Data provided:
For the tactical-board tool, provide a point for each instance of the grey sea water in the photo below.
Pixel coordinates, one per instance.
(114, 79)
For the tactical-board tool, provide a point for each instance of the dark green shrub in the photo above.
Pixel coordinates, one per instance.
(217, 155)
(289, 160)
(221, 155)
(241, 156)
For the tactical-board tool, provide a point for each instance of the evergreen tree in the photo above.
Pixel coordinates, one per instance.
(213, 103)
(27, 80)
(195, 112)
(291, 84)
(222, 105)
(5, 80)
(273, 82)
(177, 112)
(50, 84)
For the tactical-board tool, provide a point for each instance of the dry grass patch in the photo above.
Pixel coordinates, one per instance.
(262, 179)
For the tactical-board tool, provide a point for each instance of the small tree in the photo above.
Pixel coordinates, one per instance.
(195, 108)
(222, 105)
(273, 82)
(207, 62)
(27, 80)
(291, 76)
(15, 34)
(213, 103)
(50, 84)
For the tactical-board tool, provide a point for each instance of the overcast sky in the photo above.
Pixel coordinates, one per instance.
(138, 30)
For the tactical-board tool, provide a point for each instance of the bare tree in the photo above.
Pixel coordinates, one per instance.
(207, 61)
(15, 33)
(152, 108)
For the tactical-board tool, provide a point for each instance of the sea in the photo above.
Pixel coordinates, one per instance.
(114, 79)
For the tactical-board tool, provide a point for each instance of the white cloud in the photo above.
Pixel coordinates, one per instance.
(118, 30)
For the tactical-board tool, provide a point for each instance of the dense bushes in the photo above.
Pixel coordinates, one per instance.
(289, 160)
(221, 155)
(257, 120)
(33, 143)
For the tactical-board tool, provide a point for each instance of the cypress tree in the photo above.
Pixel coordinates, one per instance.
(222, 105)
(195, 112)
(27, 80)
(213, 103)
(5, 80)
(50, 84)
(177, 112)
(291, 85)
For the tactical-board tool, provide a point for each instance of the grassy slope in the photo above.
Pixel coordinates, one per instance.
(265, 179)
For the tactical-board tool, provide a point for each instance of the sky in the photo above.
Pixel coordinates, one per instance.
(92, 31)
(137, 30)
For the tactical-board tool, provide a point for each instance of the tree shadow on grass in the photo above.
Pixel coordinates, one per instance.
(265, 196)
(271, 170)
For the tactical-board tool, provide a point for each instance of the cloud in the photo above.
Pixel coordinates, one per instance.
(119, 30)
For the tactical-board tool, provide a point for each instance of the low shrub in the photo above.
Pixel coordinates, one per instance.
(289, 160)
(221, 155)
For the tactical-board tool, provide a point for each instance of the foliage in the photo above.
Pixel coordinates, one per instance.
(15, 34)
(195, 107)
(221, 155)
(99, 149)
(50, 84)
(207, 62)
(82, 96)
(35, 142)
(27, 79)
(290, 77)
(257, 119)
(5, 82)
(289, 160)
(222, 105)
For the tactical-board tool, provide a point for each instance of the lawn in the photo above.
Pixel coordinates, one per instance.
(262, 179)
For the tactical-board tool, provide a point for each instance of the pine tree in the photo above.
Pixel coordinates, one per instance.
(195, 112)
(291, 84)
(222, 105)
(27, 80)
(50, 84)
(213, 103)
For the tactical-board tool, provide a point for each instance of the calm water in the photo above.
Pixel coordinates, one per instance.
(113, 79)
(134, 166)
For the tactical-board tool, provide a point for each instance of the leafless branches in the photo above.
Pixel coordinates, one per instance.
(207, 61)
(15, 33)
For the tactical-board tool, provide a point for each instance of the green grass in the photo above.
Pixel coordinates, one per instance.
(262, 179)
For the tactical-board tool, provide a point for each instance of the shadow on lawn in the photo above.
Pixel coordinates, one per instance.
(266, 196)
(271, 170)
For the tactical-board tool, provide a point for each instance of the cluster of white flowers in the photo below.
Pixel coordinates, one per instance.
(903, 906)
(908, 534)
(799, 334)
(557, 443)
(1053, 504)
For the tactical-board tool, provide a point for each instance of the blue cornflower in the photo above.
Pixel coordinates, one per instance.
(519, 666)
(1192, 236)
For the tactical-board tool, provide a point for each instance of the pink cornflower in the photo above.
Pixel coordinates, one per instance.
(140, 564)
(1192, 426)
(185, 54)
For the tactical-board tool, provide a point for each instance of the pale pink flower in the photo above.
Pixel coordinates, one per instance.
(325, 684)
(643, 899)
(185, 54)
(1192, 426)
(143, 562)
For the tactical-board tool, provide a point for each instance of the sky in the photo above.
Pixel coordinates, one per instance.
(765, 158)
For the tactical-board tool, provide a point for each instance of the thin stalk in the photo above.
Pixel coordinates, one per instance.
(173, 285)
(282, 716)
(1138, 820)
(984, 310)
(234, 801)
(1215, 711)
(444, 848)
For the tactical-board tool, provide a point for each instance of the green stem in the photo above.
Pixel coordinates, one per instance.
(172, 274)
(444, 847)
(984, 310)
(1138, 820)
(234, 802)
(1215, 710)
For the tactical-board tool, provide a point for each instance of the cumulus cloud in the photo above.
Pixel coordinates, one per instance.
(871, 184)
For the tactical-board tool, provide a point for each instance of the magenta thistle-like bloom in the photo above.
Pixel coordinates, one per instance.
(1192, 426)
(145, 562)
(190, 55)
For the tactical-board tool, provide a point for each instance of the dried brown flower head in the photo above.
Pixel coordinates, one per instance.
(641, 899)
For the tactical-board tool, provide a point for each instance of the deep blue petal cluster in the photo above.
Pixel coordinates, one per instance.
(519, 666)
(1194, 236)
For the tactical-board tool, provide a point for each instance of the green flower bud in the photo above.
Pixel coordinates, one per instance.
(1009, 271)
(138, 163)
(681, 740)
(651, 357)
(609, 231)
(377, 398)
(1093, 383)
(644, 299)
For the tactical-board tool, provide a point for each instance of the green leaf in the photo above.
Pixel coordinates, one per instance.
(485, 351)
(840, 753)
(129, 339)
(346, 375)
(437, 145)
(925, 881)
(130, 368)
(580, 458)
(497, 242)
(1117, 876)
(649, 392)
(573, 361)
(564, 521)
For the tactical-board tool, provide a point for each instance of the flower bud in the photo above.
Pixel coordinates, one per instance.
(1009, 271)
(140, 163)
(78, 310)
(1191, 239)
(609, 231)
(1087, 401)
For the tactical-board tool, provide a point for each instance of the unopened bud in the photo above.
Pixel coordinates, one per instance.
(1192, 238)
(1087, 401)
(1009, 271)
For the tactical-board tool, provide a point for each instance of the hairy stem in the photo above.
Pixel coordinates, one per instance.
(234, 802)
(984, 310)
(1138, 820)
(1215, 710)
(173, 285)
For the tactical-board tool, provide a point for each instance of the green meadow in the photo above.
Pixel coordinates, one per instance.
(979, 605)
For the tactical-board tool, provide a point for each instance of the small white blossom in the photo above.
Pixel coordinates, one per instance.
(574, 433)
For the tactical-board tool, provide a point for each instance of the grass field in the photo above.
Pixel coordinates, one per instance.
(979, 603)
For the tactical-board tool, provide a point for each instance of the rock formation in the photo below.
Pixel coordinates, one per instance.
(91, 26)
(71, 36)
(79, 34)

Prompt: Format the rows from the line containing "blue cornflower in the photo above." through the line containing "(1192, 236)", both included, as a JSON list of strings with one string per line and blank lines omitted.

Task solution:
[
  "For the tactical-board tool, provide a point for each instance of the blue cornflower in the photo above.",
  "Pixel coordinates, one per instance.",
  "(519, 666)",
  "(1192, 236)"
]